YOUR TASK | Repeat the listing in full, word for word.

(DATA RECORDS Opens)

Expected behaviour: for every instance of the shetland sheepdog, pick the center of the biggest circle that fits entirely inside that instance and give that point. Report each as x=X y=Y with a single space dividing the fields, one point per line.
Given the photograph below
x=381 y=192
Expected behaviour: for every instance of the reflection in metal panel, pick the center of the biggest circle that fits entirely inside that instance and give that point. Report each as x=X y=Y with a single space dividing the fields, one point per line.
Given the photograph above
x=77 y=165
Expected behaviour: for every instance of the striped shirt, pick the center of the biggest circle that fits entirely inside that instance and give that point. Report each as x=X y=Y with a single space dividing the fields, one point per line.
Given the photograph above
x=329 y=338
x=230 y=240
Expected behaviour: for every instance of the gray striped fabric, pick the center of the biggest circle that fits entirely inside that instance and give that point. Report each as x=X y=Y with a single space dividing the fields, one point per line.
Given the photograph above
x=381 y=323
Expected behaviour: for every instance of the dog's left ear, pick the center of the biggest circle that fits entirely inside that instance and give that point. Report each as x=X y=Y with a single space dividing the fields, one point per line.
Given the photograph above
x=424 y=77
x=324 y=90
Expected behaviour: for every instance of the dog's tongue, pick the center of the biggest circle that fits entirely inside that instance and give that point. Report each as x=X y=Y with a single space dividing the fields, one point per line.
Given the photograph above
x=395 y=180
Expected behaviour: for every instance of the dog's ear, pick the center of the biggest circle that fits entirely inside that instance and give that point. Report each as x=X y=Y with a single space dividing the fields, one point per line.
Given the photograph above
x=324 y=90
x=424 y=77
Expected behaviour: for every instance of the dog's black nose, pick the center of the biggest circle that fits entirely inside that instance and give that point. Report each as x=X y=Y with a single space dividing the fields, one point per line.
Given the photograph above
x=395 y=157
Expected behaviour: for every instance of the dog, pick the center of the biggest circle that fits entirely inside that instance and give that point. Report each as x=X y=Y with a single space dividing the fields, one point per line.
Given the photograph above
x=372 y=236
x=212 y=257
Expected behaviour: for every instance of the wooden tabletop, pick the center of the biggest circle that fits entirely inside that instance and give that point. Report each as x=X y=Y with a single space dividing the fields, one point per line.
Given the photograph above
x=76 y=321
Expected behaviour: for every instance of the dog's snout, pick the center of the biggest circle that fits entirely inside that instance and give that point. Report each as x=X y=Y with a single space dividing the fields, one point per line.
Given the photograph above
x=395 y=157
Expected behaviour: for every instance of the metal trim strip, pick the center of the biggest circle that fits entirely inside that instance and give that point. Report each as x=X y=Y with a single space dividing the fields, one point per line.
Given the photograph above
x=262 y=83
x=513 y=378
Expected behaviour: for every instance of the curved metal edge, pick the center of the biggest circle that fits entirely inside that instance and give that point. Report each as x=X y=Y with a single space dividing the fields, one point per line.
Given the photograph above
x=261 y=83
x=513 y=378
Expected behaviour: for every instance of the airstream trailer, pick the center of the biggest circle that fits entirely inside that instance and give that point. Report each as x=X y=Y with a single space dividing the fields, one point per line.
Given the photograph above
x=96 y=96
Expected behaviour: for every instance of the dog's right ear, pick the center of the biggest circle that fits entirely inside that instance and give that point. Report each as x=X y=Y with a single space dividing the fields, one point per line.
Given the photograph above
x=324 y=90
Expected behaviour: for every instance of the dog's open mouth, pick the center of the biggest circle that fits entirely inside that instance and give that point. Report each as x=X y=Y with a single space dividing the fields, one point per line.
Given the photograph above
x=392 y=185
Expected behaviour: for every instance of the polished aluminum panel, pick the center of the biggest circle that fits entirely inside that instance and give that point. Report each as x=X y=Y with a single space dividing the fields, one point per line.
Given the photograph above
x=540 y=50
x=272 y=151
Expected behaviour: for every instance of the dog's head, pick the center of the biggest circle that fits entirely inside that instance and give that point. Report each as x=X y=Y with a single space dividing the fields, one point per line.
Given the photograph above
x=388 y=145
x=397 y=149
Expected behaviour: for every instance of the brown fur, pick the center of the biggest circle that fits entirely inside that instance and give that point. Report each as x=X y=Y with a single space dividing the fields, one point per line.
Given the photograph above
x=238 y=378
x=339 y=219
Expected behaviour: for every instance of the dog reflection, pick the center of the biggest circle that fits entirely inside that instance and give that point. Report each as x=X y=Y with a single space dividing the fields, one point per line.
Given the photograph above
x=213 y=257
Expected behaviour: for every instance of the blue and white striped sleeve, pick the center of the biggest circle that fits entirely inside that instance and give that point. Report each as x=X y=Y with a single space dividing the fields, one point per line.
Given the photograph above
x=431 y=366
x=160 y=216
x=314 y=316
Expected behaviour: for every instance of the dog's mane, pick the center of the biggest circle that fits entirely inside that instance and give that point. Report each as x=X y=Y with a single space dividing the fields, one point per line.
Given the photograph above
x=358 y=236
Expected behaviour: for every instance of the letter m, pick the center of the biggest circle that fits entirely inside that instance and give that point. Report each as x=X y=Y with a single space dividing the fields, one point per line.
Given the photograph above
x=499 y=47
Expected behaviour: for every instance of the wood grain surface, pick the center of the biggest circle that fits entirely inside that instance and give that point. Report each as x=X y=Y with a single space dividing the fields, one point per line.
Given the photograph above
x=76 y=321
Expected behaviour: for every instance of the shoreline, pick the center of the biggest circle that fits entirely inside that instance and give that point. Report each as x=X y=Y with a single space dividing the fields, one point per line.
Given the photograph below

(DATA RECORDS Closes)

OUTPUT OF THE TASK |
Expected behaviour: for every instance of the shetland sheepdog, pick the center of the biggest circle that fits entirely inside that instance and give that point. Report each as x=X y=Y with a single space dividing the fields, one point per line.
Given the photograph below
x=381 y=192
Expected behaviour: for every instance of the reflection in metal panel, pick the center of the biggest circle that fits entirely inside that instance and give that point. Report each as x=X y=Y with a single space dividing the fields, one point per line.
Given the photograph above
x=77 y=165
Expected behaviour: for every instance of the striped shirt, pick the center of the biggest circle that fits entirely inside that instance and give that point. Report each as x=X y=Y with a single space dividing the fields, one point per line.
Given the photograph above
x=329 y=338
x=230 y=240
Expected behaviour: for every instance of the gray striped fabric, pick the center of the biggest circle that fits entirely inside that instance and give that point. Report each as x=X y=Y with a single space dividing the fields, one point per line.
Given the photograph above
x=381 y=323
Expected behaviour: for every instance of the dog's left ear, pick the center of the biggest circle that fits entirely inside that instance and give that point. Report each as x=X y=Y with a single space dividing the fields, one point per line.
Given the photograph above
x=424 y=77
x=324 y=90
Expected behaviour: for every instance of the dog's tongue, pick the center of the biggest circle that fits entirely inside that instance and give that point. Report each as x=X y=Y with a single space dividing the fields, one point per line.
Given the photograph above
x=395 y=180
Expected behaviour: for every instance of the dog's ear, pick the center of the biggest circle that fits entirely inside that instance and give that point. Report each as x=X y=Y with a single space dividing the fields, one point per line.
Given the photograph above
x=324 y=90
x=424 y=77
Expected behaviour: for every instance of the dog's black nose, pick the center of the biggest circle that fits entirely inside that instance and give that point. Report each as x=X y=Y with a single space dividing the fields, one point per line.
Given the photograph above
x=395 y=157
Expected behaviour: for every instance of the dog, pick the center of the biggest circle that fits entirely inside that instance and give that point. Report each as x=X y=Y with a single space dividing the fields, one point per line.
Given the photograph above
x=372 y=236
x=212 y=257
Expected behaviour: for every instance of the wooden tabletop, pick the center of the biggest circle that fits entirely inside that instance and give that point. Report each as x=X y=Y with a single space dividing the fields, one point per line.
Given the photograph above
x=76 y=321
Expected behaviour: for every instance of the dog's snout, pick the center of the biggest circle that fits entirely inside that instance and give that point. Report each as x=X y=Y with a single space dividing the fields, one point per line.
Given the photograph above
x=395 y=157
Expected behaviour: for every instance of the metal trim strip, pick the center of the biggest circle that fits entirely inside that instance and give that point. Report each as x=X y=Y with a single space dividing the fields, one point per line.
Given the photograph above
x=262 y=83
x=513 y=378
Expected behaviour: for every instance of the curved metal edge, pick the center of the biggest circle that fits entirely inside that instance and give that point. Report each as x=X y=Y with a single space dividing the fields, one point per line.
Given the photograph above
x=261 y=83
x=513 y=378
Expected behaviour: for every instance of the airstream trailer, pick the center of the biggest circle that fits entirely inside that instance and give that point. Report each as x=X y=Y with a single space dividing the fields, one point per line.
Given the photograph above
x=96 y=96
Expected behaviour: for every instance of the dog's right ear, pick the center of the biggest circle that fits entirely inside that instance and give that point. Report each as x=X y=Y with a single space dividing the fields, one point per line.
Given the photograph above
x=324 y=90
Expected behaviour: for every instance of the dog's open mouth, pick the center of the biggest circle that fits entirely inside that instance and give that point. Report each as x=X y=Y with a single space dividing the fields, one point per line.
Given the photograph above
x=392 y=185
Expected behaviour: for every instance of the polished aluminum panel, pick the center of the biggest circle that fits entirely inside that instance and give that point. Report each as x=X y=Y with a single space dividing the fields, one point per line.
Given the photograph above
x=540 y=50
x=272 y=151
Expected behaviour: for every instance of the dog's head, pick the center of the biggest circle that fits entirely inside that instance and give that point. Report each as x=X y=Y with a single space dividing the fields, one point per line.
Given the photograph above
x=388 y=145
x=397 y=149
Expected behaviour: for every instance of the brown fur, pick the center of the biggest circle that fits entirely inside that instance and give that point. Report each as x=X y=Y with a single space dividing the fields, one point per line.
Given the photograph above
x=238 y=378
x=339 y=219
Expected behaviour: for every instance of the dog reflection, pick the center of the biggest circle that fits entirely inside that instance and give that point. Report each as x=X y=Y with a single space dividing the fields, one point per line.
Given the photograph above
x=213 y=257
Expected behaviour: for every instance of the blue and white striped sleeve, pick the center of the biggest circle that fits entirely inside that instance and give that point. Report each as x=X y=Y with a single space dividing the fields, one point per line.
Given the photograph above
x=431 y=366
x=160 y=216
x=314 y=316
Expected behaviour: for every instance of the dog's mane, pick the center of the biggest circle that fits entirely inside that instance and give that point. Report each as x=X y=Y with a single space dividing the fields, one point per line.
Given the photograph above
x=358 y=236
Expected behaviour: for every instance of the letter m, pick the center of the biggest circle that fits entirely inside that instance and give that point. Report each as x=X y=Y with a single space dividing the fields, one point per line.
Given the photograph above
x=499 y=47
Expected behaviour: for every instance of the wood grain surface, pick the center of the biggest circle that fits entirely inside that instance and give that point. Report each as x=X y=Y with a single space dividing the fields, one point per line.
Given the photograph above
x=76 y=321
Expected behaviour: for every instance of the shoreline, pick the center of the biggest circle that fits entirely inside that instance and give that point. Report each as x=X y=Y with a single space dividing the fields, one point per line.
Given the photograph below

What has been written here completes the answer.